*Exercise requirements:*
1. Answer these questions about the text on matrix multiplication:
(a) How much faster than pure Python loops are NumPy's optimized implementations said to be?
(b) How many matrix multiplications can a single forward pass through a neural network involve?
(c) What are the dimensions of the result when a 3×2 matrix multiplies a 2×4 matrix?
2. Reproduce everything in the text on matrix multiplication from "The difference between" down to "a 3×4 matrix.", putting "considerable" in place of "substantial".

Linear Algebra: Matrix Multiplication Explained

Key Insights

• Matrix multiplication is the fundamental operation behind neural networks, computer graphics, and data transformations—understanding it deeply separates competent developers from exceptional ones
• The dimension compatibility rule (m×n × n×p = m×p) is non-negotiable: the inner dimensions must match, and violating this causes runtime errors that waste debugging time
• NumPy’s optimized implementations are 100-1000x faster than pure Python loops, making the choice between @ operator and manual implementation a performance-critical decision

Introduction: Why Matrix Multiplication Matters

Matrix multiplication isn’t just academic exercise—it’s the workhorse of modern computing. Every time you use a recommendation system, apply a filter to an image, or run a neural network, matrix multiplication is happening under the hood. In deep learning, a single forward pass through a neural network involves hundreds or thousands of matrix multiplications.

The difference between understanding matrix multiplication conceptually versus mechanically is substantial. You need to know not just what it does, but how it works, why dimensions matter, and when to optimize. This article strips away the mathematical formalism and focuses on practical implementation.

Matrix Multiplication Basics

Matrix multiplication combines two matrices to produce a third. Given matrix A with dimensions m×n and matrix B with dimensions n×p, their product AB yields a matrix C with dimensions m×p.

The critical rule: the number of columns in the first matrix must equal the number of rows in the second matrix. This isn’t a suggestion—it’s a mathematical requirement. A 3×2 matrix can multiply with a 2×4 matrix (result: 3×4), but not with a 3×4 matrix.

Here’s the mechanical process: each element C[i][j] is computed by taking the dot product of row i from matrix A and column j from matrix B.

def matrix_multiply_basic(A, B):
    """
    Multiply two matrices using the fundamental definition.
    A: m x n matrix
    B: n x p matrix
    Returns: m x p matrix
    """

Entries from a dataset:
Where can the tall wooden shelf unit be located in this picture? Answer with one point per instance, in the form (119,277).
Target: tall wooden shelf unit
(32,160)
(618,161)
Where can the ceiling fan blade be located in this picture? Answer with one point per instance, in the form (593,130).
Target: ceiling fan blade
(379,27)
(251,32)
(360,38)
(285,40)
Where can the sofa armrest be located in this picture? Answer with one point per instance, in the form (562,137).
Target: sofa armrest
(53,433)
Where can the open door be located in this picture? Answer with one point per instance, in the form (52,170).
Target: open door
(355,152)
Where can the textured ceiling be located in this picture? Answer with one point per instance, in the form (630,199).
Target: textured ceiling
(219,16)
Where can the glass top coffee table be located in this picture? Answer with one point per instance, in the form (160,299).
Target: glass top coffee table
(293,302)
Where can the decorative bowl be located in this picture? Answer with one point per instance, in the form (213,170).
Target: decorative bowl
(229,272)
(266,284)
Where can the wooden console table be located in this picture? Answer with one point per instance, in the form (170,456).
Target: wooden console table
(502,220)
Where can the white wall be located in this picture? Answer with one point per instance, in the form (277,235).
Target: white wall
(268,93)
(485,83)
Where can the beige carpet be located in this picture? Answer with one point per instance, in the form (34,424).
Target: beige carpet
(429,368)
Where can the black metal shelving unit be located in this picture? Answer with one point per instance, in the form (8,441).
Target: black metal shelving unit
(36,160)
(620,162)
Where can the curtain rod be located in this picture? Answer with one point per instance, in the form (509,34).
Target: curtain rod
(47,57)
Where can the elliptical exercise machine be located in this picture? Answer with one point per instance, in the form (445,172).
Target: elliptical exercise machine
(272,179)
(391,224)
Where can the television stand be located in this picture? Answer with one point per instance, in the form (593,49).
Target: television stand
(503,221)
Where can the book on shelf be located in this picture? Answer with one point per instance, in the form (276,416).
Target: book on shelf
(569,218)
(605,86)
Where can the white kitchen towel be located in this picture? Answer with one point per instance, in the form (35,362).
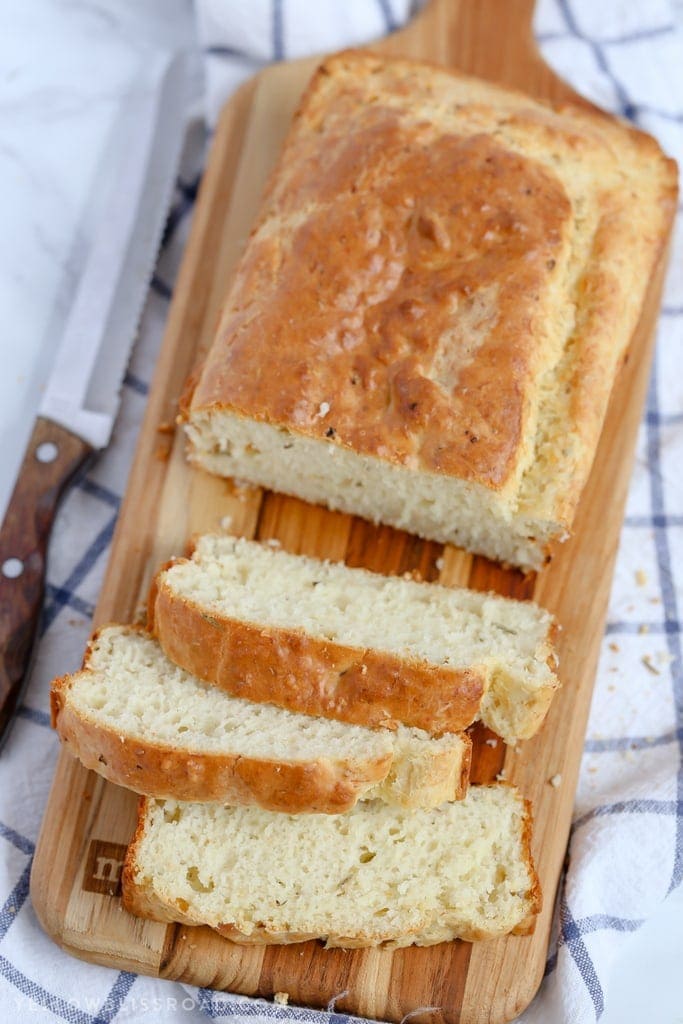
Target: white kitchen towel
(626,852)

*Task solutions:*
1.
(a) 100-1000x faster
(b) Hundreds or thousands
(c) 3×4

2.
The difference between understanding matrix multiplication conceptually versus mechanically is considerable. You need to know not just what it does, but how it works, why dimensions matter, and when to optimize. This article strips away the mathematical formalism and focuses on practical implementation.

Matrix Multiplication Basics

Matrix multiplication combines two matrices to produce a third. Given matrix A with dimensions m×n and matrix B with dimensions n×p, their product AB yields a matrix C with dimensions m×p.

The critical rule: the number of columns in the first matrix must equal the number of rows in the second matrix. This isn’t a suggestion—it’s a mathematical requirement. A 3×2 matrix can multiply with a 2×4 matrix (result: 3×4), but not with a 3×4 matrix.